[Referring expression pointing data]
--------------------------------------------------

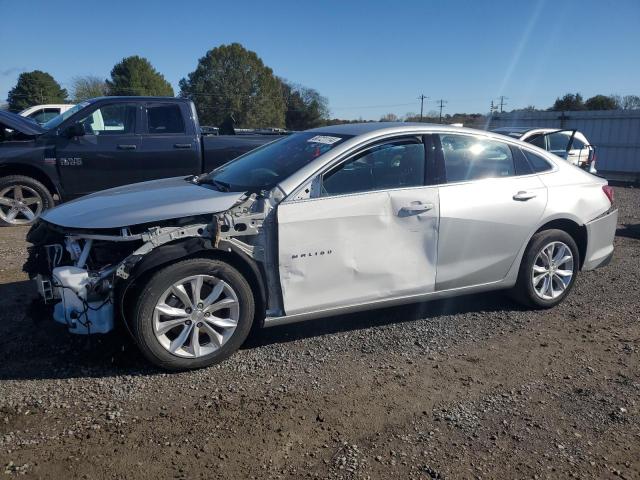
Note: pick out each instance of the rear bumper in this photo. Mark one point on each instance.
(600, 235)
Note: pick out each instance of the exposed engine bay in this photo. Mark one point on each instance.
(85, 274)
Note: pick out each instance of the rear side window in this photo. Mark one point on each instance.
(538, 163)
(164, 119)
(577, 144)
(520, 161)
(471, 158)
(538, 141)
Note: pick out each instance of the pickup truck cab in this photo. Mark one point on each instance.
(103, 143)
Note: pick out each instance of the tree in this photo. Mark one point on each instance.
(88, 86)
(231, 80)
(35, 88)
(602, 102)
(568, 103)
(136, 76)
(304, 107)
(630, 102)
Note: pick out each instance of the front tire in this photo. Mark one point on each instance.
(548, 270)
(22, 200)
(193, 314)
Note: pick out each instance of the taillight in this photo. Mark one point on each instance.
(608, 191)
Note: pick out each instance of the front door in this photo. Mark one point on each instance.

--------------------------------------------------

Every record above needs to be repeated exactly; pictures are to be left out.

Note: pick out each instance of the rear bumper in this photo. Mark one point on each instance.
(600, 235)
Note: pick out each instance of the exposed engine bay in this photo. Mark one point on each instance.
(85, 274)
Note: pick out each instance of the rear side window in this photo. Mark one point on each instance.
(538, 163)
(164, 119)
(577, 144)
(520, 161)
(471, 158)
(538, 141)
Note: pick out each instance of the pickup truck cab in this photo. Mark one point on each instance.
(103, 143)
Note: pick out each instance of the tree in this photo. Mark one point on each instance.
(88, 86)
(231, 80)
(35, 88)
(602, 102)
(568, 103)
(136, 76)
(304, 107)
(630, 102)
Note: pick out each instance of the front tire in this photo. Mark one point on each instance.
(548, 270)
(22, 200)
(193, 314)
Note: pick out each instance of the taillight in this photo. Mark one point on each instance.
(608, 191)
Note: pick out each instance of the front door in this photo. Mark one point on each instance.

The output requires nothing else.